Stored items
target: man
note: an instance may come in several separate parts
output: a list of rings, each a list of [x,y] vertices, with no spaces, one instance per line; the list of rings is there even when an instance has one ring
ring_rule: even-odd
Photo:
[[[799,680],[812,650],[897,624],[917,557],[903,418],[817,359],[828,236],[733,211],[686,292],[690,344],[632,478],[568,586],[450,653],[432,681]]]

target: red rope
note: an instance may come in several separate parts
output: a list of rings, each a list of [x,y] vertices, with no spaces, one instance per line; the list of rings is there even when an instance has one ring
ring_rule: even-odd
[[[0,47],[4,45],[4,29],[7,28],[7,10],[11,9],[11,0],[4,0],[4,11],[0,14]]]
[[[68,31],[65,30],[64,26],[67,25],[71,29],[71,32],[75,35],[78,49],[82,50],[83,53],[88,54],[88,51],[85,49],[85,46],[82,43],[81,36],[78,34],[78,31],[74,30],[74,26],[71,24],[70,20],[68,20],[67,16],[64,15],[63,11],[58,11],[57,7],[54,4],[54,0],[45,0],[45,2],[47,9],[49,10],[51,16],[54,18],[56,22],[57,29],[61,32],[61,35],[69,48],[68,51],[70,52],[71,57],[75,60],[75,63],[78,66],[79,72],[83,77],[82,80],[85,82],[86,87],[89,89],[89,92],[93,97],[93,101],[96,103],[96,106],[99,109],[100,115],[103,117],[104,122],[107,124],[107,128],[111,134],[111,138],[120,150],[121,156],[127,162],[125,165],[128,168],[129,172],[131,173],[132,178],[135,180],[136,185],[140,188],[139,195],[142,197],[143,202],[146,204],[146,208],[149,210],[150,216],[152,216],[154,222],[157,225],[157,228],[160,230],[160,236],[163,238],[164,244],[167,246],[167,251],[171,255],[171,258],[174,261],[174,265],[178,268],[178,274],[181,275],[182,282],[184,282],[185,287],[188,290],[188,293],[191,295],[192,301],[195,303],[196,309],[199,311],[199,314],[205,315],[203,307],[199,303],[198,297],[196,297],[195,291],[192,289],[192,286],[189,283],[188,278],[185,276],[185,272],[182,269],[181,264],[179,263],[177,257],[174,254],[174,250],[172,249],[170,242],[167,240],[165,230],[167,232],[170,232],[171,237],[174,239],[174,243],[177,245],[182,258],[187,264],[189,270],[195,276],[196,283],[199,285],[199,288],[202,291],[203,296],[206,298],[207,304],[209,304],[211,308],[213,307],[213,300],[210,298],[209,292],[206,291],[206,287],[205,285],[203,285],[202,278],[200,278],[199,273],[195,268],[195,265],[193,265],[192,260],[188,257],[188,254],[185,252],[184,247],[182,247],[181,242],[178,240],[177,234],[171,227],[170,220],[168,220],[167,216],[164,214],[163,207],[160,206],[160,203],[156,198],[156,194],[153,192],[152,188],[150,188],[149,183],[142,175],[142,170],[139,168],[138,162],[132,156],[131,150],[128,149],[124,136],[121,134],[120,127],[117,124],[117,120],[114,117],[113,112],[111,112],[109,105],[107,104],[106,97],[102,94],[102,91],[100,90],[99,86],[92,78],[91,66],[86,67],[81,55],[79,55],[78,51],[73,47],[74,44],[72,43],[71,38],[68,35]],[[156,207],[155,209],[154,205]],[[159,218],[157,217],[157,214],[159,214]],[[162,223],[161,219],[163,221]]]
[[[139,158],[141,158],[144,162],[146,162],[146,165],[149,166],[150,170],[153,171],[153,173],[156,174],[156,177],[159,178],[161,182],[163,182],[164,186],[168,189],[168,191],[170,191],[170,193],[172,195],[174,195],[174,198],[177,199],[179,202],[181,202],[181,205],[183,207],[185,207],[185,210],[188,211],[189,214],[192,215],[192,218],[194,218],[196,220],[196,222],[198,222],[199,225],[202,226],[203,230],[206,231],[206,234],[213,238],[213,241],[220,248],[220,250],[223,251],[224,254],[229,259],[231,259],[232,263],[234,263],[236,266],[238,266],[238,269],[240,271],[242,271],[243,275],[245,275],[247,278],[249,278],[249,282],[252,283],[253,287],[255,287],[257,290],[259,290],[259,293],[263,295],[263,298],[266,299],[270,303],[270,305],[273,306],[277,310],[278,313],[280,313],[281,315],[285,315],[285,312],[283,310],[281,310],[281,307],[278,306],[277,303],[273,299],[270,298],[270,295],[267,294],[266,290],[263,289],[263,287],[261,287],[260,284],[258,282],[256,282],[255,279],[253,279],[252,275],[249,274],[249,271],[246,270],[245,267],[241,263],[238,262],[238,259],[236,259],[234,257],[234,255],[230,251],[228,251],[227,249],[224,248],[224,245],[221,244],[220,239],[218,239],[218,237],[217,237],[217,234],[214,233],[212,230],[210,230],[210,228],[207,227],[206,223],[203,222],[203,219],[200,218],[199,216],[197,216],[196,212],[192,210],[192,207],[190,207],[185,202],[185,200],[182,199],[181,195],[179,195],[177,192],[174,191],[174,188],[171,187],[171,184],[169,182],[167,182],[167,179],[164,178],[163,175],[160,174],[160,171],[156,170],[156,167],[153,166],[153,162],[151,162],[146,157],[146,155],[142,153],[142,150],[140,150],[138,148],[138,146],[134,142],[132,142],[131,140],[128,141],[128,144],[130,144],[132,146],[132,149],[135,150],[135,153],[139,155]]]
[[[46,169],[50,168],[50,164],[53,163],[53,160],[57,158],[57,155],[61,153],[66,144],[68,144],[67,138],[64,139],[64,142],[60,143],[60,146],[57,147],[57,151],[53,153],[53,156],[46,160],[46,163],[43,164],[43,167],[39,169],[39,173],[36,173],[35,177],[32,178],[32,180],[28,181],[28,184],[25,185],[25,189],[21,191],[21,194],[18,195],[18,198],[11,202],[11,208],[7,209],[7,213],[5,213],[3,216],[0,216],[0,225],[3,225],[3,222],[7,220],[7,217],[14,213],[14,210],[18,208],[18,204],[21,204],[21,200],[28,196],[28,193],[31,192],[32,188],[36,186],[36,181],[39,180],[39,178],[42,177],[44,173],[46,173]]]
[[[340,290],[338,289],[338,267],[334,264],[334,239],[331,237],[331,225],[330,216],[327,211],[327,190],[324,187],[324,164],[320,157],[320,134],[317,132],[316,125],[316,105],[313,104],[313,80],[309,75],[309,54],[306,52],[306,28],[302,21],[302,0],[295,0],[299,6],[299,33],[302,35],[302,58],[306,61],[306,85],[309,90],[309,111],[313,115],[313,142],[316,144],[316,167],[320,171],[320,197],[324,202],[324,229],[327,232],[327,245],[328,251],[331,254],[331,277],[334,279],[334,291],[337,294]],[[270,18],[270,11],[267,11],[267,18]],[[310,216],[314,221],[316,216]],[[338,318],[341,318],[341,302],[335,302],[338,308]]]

• [Prompt]
All of the data needs to be reproduced exactly, with no line missing.

• [Solution]
target: man
note: an instance may come in several separate parts
output: a list of rings, each a list of [x,y] vertices, with no spaces, one instance per line; the list of rings is there even when an instance has one ring
ring_rule: even-odd
Photo:
[[[799,680],[812,650],[897,624],[917,557],[903,418],[817,359],[828,236],[733,211],[686,292],[690,344],[632,478],[568,586],[450,653],[432,681]]]

target: red rope
note: an instance may come in several separate parts
output: a list of rings, each a list of [x,y] vertices, with no spaces, one instance per line; the list of rings is there even when an instance has one ring
ring_rule: even-odd
[[[0,47],[4,45],[4,29],[7,28],[7,10],[11,9],[11,0],[4,0],[4,11],[0,14]]]
[[[68,31],[65,30],[64,26],[67,25],[71,29],[71,32],[75,35],[78,49],[82,50],[83,53],[88,54],[88,51],[85,49],[85,46],[82,43],[81,36],[78,34],[78,31],[74,30],[74,26],[71,24],[70,20],[68,20],[67,16],[64,15],[63,11],[58,11],[57,7],[54,4],[54,0],[45,0],[45,2],[47,9],[49,10],[51,16],[54,18],[56,22],[57,29],[61,32],[61,35],[69,48],[68,51],[70,52],[71,57],[75,60],[75,63],[78,66],[79,72],[83,77],[82,80],[85,82],[86,87],[89,89],[89,92],[93,97],[93,101],[96,103],[96,106],[99,109],[100,115],[103,117],[104,122],[107,124],[107,128],[111,134],[111,138],[120,150],[121,156],[127,162],[125,165],[128,168],[129,172],[131,173],[132,178],[135,180],[136,185],[140,188],[139,195],[142,197],[143,202],[146,204],[146,208],[149,210],[150,216],[152,216],[154,222],[157,225],[157,228],[160,230],[160,236],[163,238],[164,244],[167,246],[167,251],[171,255],[171,258],[174,261],[174,265],[178,268],[178,274],[181,275],[182,282],[184,282],[185,287],[188,290],[188,293],[191,295],[192,301],[195,303],[196,309],[199,311],[199,314],[205,315],[203,307],[199,303],[198,297],[196,297],[195,291],[192,289],[192,286],[189,283],[188,278],[185,276],[185,272],[182,269],[181,264],[179,263],[177,257],[174,254],[174,250],[172,249],[170,242],[167,240],[165,230],[167,232],[170,232],[171,237],[174,239],[174,243],[177,245],[182,258],[187,264],[189,270],[195,276],[196,283],[199,285],[199,288],[202,291],[203,296],[206,298],[207,304],[209,304],[211,308],[213,307],[213,300],[210,298],[209,292],[206,291],[206,287],[205,285],[203,285],[202,278],[200,278],[199,273],[195,268],[195,265],[193,265],[192,260],[188,257],[188,254],[185,252],[184,247],[182,247],[181,242],[178,240],[177,234],[171,227],[170,220],[168,220],[167,216],[164,214],[163,207],[160,206],[160,203],[156,198],[156,194],[153,192],[152,188],[150,188],[149,183],[142,175],[142,170],[139,168],[138,162],[132,156],[131,150],[128,149],[124,136],[121,134],[120,127],[117,124],[117,120],[114,117],[113,112],[111,112],[109,105],[107,104],[106,97],[102,94],[102,91],[100,90],[99,86],[92,78],[91,66],[86,67],[81,55],[79,55],[78,51],[73,47],[74,44],[72,43],[71,38],[68,35]],[[156,207],[155,209],[154,205]],[[159,218],[157,217],[157,214],[159,214]],[[162,223],[161,219],[163,221]]]
[[[139,158],[141,158],[144,162],[146,162],[146,165],[149,166],[150,170],[153,171],[153,173],[156,174],[156,177],[159,178],[161,182],[163,182],[164,186],[168,189],[168,191],[170,191],[170,193],[172,195],[174,195],[174,198],[177,199],[179,202],[181,202],[181,205],[183,207],[185,207],[185,210],[188,211],[189,214],[192,215],[192,218],[194,218],[196,220],[196,222],[198,222],[199,225],[202,226],[203,230],[206,231],[206,234],[213,238],[213,241],[220,248],[220,250],[223,251],[224,254],[229,259],[231,259],[232,263],[234,263],[236,266],[238,266],[238,269],[240,271],[242,271],[243,275],[245,275],[247,278],[249,278],[249,282],[252,283],[253,287],[255,287],[257,290],[259,290],[259,293],[263,295],[263,298],[266,299],[270,303],[270,305],[273,306],[277,310],[278,313],[280,313],[281,315],[285,315],[285,312],[283,310],[281,310],[281,307],[278,306],[277,303],[273,299],[270,298],[270,295],[267,294],[266,290],[263,289],[263,287],[261,287],[260,284],[258,282],[256,282],[255,279],[253,279],[252,275],[249,274],[249,271],[246,270],[245,267],[241,263],[238,262],[238,259],[236,259],[234,257],[234,255],[230,251],[228,251],[227,249],[224,248],[224,245],[221,244],[220,239],[218,239],[218,237],[217,237],[217,234],[214,233],[212,230],[210,230],[210,228],[207,227],[206,223],[203,222],[203,219],[200,218],[199,216],[197,216],[196,212],[192,210],[192,207],[190,207],[185,202],[185,200],[182,199],[181,195],[179,195],[177,192],[174,191],[174,188],[171,187],[171,184],[169,182],[167,182],[167,179],[164,178],[163,175],[160,174],[160,171],[156,170],[156,167],[153,166],[153,162],[151,162],[146,157],[146,155],[142,153],[142,150],[140,150],[138,148],[138,146],[134,142],[132,142],[131,140],[128,141],[128,144],[130,144],[132,146],[132,149],[135,150],[135,153],[139,155]]]
[[[46,169],[50,168],[50,164],[53,163],[53,160],[57,158],[57,155],[61,153],[66,144],[68,144],[67,138],[64,139],[64,142],[60,143],[60,146],[57,147],[57,151],[53,153],[53,156],[46,160],[46,163],[43,164],[43,167],[39,169],[39,173],[36,173],[35,177],[32,178],[32,180],[28,181],[28,184],[25,185],[25,189],[21,191],[21,194],[18,195],[18,198],[11,202],[11,208],[7,209],[7,213],[5,213],[3,216],[0,216],[0,225],[3,225],[3,222],[7,220],[7,217],[14,213],[14,210],[18,208],[18,204],[21,204],[21,200],[28,196],[28,193],[31,192],[32,188],[36,186],[36,181],[39,180],[39,178],[42,177],[44,173],[46,173]]]
[[[340,290],[338,289],[338,267],[334,264],[334,239],[331,237],[331,225],[330,216],[327,211],[327,190],[324,187],[324,164],[320,157],[320,134],[317,132],[316,125],[316,105],[313,104],[313,80],[309,75],[309,54],[306,52],[306,28],[302,21],[302,0],[295,0],[299,6],[299,33],[302,35],[302,58],[306,61],[306,85],[309,90],[309,111],[313,115],[313,142],[316,144],[316,167],[320,171],[320,197],[324,202],[324,229],[327,232],[327,245],[328,251],[331,254],[331,277],[334,279],[334,291],[337,294]],[[270,18],[270,11],[267,11],[267,18]],[[310,216],[314,221],[316,216]],[[338,318],[341,318],[341,302],[335,302],[338,308]]]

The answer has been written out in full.